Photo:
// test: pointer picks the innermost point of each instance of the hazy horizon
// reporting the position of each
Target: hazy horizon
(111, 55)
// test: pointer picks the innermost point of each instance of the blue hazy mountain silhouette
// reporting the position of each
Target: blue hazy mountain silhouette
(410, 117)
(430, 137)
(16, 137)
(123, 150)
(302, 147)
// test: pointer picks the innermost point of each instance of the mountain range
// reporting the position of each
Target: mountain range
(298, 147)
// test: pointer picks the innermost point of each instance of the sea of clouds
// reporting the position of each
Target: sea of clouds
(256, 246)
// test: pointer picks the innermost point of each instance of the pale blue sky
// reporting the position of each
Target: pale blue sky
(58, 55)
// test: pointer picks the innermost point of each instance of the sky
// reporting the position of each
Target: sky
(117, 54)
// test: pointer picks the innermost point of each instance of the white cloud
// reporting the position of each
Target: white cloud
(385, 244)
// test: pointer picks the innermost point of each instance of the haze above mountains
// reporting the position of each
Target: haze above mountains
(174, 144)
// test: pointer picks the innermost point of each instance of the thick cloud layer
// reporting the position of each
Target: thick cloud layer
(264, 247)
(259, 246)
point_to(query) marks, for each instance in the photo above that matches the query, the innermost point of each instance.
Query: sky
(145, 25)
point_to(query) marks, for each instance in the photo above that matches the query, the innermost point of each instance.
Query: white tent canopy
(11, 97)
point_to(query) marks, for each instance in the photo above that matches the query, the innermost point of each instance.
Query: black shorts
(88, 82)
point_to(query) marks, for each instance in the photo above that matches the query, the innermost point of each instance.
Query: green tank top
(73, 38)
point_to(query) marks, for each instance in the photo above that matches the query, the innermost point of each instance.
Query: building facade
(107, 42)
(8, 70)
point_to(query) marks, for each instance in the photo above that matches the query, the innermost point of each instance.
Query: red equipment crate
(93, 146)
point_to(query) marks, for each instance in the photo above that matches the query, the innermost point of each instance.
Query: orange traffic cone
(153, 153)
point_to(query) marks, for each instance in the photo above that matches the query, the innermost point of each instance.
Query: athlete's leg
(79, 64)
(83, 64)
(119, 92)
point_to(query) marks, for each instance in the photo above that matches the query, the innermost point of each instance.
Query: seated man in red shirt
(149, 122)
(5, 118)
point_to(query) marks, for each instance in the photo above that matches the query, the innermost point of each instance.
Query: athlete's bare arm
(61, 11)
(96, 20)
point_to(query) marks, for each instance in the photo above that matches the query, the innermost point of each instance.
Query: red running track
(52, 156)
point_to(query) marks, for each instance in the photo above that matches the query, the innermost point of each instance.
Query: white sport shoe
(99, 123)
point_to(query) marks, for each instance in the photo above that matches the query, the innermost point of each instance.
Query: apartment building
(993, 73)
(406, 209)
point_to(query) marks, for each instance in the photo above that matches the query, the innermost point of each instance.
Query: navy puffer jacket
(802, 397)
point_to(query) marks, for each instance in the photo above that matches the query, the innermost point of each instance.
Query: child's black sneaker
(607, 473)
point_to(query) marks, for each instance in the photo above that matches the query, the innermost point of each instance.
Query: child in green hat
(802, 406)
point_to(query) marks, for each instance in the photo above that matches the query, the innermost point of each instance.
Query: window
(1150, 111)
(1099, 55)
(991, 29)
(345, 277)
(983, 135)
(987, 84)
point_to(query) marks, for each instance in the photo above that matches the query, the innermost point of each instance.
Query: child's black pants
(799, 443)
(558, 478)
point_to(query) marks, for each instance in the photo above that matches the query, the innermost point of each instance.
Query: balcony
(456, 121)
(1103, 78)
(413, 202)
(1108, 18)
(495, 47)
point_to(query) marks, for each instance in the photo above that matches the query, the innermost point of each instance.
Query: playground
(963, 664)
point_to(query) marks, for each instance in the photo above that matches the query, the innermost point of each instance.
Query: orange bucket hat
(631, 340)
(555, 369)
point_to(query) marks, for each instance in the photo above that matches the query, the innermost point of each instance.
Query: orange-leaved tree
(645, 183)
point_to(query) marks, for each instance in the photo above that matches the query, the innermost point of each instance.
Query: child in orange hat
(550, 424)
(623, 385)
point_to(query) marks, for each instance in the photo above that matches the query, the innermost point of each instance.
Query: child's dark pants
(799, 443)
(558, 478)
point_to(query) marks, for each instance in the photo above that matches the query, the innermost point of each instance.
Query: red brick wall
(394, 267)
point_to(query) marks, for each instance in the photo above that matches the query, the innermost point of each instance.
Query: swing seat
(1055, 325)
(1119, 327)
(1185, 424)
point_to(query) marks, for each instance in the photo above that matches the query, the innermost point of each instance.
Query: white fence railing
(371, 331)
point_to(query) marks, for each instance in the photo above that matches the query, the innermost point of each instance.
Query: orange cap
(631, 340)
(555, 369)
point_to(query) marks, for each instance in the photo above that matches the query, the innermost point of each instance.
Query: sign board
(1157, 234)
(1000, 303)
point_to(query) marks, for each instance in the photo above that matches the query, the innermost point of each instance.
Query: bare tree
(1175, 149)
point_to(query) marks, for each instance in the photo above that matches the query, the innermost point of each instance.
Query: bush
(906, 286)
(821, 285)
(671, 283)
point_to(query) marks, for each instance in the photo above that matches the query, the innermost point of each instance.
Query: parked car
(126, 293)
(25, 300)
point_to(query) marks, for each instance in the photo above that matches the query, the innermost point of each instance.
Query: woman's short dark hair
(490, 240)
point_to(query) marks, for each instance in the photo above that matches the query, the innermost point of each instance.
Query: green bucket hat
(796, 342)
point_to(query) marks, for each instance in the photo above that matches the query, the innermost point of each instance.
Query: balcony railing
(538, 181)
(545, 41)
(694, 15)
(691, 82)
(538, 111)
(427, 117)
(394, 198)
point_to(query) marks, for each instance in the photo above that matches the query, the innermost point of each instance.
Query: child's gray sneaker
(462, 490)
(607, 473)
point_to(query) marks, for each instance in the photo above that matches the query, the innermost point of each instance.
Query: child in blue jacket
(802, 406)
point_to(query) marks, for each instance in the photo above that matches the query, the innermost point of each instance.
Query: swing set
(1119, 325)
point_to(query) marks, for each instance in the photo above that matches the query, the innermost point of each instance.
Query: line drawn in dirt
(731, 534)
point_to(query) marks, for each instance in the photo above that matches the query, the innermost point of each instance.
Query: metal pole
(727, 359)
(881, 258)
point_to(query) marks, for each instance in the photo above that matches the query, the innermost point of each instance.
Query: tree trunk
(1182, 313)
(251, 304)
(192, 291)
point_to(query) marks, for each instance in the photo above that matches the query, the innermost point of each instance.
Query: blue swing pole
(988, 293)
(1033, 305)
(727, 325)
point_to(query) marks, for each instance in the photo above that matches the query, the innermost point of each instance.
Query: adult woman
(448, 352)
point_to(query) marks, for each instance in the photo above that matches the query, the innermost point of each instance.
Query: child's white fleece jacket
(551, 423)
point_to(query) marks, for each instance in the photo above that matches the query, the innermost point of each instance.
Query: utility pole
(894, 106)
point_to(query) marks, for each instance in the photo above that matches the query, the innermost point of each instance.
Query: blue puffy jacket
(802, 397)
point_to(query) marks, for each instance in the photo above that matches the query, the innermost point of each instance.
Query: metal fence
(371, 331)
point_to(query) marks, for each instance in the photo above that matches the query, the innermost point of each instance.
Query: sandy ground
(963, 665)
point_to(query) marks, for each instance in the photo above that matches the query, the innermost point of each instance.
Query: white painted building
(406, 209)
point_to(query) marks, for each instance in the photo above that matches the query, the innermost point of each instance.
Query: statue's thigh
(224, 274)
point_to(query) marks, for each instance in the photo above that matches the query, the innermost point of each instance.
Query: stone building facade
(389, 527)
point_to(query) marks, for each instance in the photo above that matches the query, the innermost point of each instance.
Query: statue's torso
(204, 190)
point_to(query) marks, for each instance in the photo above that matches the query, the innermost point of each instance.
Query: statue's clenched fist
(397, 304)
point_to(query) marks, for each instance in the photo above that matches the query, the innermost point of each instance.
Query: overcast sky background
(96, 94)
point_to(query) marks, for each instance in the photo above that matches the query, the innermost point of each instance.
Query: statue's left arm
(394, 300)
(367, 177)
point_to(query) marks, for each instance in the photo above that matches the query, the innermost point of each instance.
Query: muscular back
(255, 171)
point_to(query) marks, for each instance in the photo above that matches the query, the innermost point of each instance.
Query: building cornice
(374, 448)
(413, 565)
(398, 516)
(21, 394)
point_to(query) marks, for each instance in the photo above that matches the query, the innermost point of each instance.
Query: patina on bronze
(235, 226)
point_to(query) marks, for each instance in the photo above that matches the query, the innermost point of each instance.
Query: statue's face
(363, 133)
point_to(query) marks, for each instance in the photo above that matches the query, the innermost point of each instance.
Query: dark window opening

# Written exercise
Report every line of the material that contains the word "pole", copying each such line in full.

# Exercise solution
Query: metal pole
Query: blue swing pole
Query: utility pole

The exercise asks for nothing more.